§ BRANO DA LEGGERE:

La nonnina samurai che fa volare i parà della Folgore

nostro inviato

a Rosignano

Risalendo la Maremma, il Giro offre le più diverse opportunità paesaggistico-culturali. C'è la riserva dell'Uccellina, popolata da tante specie animali. C'è la riserva di Capalbio, popolata dal bestiario della più sciccosa politica romana (periodicamente, qui è possibile assistere al rito dei coniugi Palombelli che si leccano le ferite elettorali). Eppure, nonostante tutte queste occasioni di interessante osservazione naturalistica, preferisco tirare dritto e arrivare fino a Rosignano. C'è una pausa caffè che non mancherei per nessuna ragione al mondo: ad attendermi con sorriso candido di bimba, la nonnina giapponese Keiko Wakabayashy, 76 anni, un metro e mezzo di delicatezza, terrificante macchina da guerra.
Conobbi questa signora d'oriente qualche anno fa, sempre vagando in giro per storie d'Italia, quella volta senza Giro. La sua originalità? Mica niente: alla sua bella età, con i modi cortesi di una donnina innocente, insegnava le arti marziali ai nostri paracadutisti della «Folgore», nella caserma di Livorno. Da non credere. Difatti, faticavo a credere. Ma dopo un lungo racconto, mi dovetti inchinare all'evidenza.

§ OBIETTIVO DEL COMPITO:
Ricopia per intero e senza modifiche l'articolo sulla nonnina giapponese che insegna arti marziali ai parà della Folgore.

§ VOCI ELENCATE:
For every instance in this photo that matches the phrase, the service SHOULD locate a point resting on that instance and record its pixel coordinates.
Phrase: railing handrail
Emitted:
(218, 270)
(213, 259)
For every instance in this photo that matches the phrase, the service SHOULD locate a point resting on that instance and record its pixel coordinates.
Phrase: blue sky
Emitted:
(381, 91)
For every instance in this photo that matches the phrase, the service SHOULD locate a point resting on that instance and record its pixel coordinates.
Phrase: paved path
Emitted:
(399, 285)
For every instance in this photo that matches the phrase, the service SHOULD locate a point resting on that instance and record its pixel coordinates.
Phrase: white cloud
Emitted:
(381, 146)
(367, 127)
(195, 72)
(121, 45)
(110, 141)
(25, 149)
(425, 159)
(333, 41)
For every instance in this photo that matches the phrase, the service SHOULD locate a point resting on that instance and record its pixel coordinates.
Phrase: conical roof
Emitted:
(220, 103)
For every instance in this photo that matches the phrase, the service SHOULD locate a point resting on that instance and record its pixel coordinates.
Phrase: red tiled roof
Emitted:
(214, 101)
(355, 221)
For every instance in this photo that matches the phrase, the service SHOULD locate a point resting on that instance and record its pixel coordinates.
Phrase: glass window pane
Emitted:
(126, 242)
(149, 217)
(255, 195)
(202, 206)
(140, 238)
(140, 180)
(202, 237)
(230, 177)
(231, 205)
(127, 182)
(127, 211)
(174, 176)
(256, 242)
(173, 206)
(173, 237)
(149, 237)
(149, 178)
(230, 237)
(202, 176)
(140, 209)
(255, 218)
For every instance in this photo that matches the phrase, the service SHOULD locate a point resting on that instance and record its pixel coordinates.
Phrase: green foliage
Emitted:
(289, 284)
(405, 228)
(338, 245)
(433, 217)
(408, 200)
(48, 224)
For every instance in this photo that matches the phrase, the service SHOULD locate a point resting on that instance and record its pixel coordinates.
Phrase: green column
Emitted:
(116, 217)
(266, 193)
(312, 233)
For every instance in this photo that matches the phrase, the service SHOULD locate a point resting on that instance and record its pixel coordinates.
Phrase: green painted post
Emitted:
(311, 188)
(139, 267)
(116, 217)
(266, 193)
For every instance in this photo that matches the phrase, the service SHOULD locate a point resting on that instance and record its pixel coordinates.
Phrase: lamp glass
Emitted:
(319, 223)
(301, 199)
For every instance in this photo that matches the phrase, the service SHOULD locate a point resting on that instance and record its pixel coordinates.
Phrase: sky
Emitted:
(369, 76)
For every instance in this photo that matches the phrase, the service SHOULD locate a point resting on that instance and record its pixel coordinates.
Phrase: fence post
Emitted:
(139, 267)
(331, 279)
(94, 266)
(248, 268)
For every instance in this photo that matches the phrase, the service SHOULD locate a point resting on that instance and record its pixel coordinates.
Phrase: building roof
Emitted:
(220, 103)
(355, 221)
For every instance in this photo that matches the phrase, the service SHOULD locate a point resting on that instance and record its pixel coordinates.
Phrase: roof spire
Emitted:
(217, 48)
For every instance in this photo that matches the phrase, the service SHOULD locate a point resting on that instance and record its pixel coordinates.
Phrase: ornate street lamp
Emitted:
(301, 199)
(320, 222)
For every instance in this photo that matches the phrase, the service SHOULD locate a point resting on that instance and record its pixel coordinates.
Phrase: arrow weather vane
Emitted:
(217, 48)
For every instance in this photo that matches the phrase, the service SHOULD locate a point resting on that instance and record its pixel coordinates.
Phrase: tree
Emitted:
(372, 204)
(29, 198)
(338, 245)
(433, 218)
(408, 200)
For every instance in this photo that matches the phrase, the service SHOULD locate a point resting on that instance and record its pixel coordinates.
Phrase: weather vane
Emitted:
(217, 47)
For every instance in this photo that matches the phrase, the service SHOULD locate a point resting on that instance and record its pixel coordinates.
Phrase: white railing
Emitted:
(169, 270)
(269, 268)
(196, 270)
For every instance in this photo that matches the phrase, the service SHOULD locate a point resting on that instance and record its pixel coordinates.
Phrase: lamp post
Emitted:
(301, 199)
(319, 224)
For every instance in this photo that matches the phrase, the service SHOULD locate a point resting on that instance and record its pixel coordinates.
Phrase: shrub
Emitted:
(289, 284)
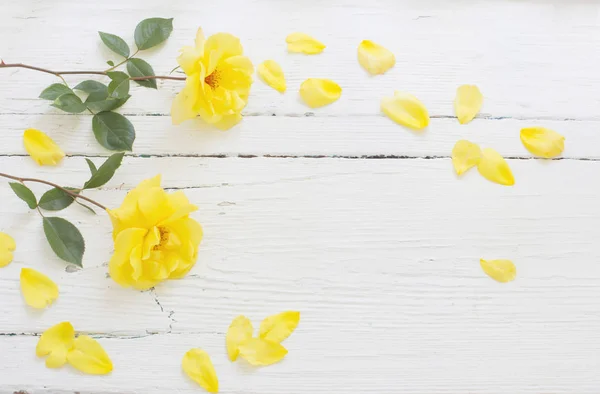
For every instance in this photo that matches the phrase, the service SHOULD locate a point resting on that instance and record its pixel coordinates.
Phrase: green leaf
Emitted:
(24, 193)
(115, 44)
(54, 91)
(70, 103)
(119, 84)
(151, 32)
(113, 131)
(140, 68)
(64, 239)
(91, 87)
(92, 166)
(56, 199)
(105, 172)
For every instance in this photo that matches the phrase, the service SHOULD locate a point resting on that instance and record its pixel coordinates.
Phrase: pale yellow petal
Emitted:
(260, 352)
(55, 343)
(272, 74)
(465, 155)
(7, 246)
(303, 43)
(278, 327)
(406, 109)
(542, 142)
(318, 92)
(38, 290)
(494, 168)
(89, 357)
(198, 366)
(500, 270)
(467, 103)
(42, 148)
(239, 332)
(375, 58)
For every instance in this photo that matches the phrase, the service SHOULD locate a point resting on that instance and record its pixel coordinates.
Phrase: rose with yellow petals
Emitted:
(7, 246)
(542, 142)
(218, 81)
(154, 237)
(374, 58)
(303, 43)
(38, 290)
(406, 109)
(319, 92)
(42, 148)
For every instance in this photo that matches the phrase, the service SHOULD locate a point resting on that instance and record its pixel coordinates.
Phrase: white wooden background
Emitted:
(337, 212)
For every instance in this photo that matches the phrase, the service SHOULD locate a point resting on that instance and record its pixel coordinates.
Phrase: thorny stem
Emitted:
(74, 195)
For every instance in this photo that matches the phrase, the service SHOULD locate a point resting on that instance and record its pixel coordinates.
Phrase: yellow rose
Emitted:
(154, 237)
(218, 81)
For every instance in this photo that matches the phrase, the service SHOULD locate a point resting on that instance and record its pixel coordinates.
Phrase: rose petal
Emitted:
(278, 327)
(89, 357)
(542, 142)
(303, 43)
(319, 92)
(494, 168)
(272, 74)
(198, 366)
(406, 110)
(375, 58)
(500, 270)
(42, 148)
(465, 155)
(467, 103)
(38, 290)
(239, 332)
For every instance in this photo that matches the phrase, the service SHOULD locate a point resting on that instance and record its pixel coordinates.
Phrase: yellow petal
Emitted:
(56, 342)
(303, 43)
(465, 155)
(406, 110)
(500, 270)
(494, 168)
(239, 332)
(319, 92)
(261, 352)
(41, 148)
(467, 103)
(272, 74)
(542, 142)
(7, 246)
(375, 58)
(38, 290)
(198, 366)
(278, 327)
(89, 357)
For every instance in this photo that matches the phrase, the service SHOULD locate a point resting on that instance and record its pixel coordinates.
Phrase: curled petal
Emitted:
(56, 342)
(406, 109)
(467, 103)
(38, 290)
(499, 270)
(278, 327)
(494, 168)
(7, 246)
(375, 58)
(198, 366)
(465, 155)
(89, 357)
(239, 332)
(42, 148)
(260, 352)
(542, 142)
(272, 74)
(303, 43)
(319, 92)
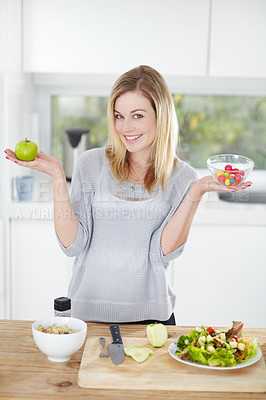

§ RISPOSTA CORRETTA:
La nonnina samurai che fa volare i parà della Folgore

nostro inviato

a Rosignano

Risalendo la Maremma, il Giro offre le più diverse opportunità paesaggistico-culturali. C'è la riserva dell'Uccellina, popolata da tante specie animali. C'è la riserva di Capalbio, popolata dal bestiario della più sciccosa politica romana (periodicamente, qui è possibile assistere al rito dei coniugi Palombelli che si leccano le ferite elettorali). Eppure, nonostante tutte queste occasioni di interessante osservazione naturalistica, preferisco tirare dritto e arrivare fino a Rosignano. C'è una pausa caffè che non mancherei per nessuna ragione al mondo: ad attendermi con sorriso candido di bimba, la nonnina giapponese Keiko Wakabayashy, 76 anni, un metro e mezzo di delicatezza, terrificante macchina da guerra.
Conobbi questa signora d'oriente qualche anno fa, sempre vagando in giro per storie d'Italia, quella volta senza Giro. La sua originalità? Mica niente: alla sua bella età, con i modi cortesi di una donnina innocente, insegnava le arti marziali ai nostri paracadutisti della «Folgore», nella caserma di Livorno. Da non credere. Difatti, faticavo a credere. Ma dopo un lungo racconto, mi dovetti inchinare all'evidenza.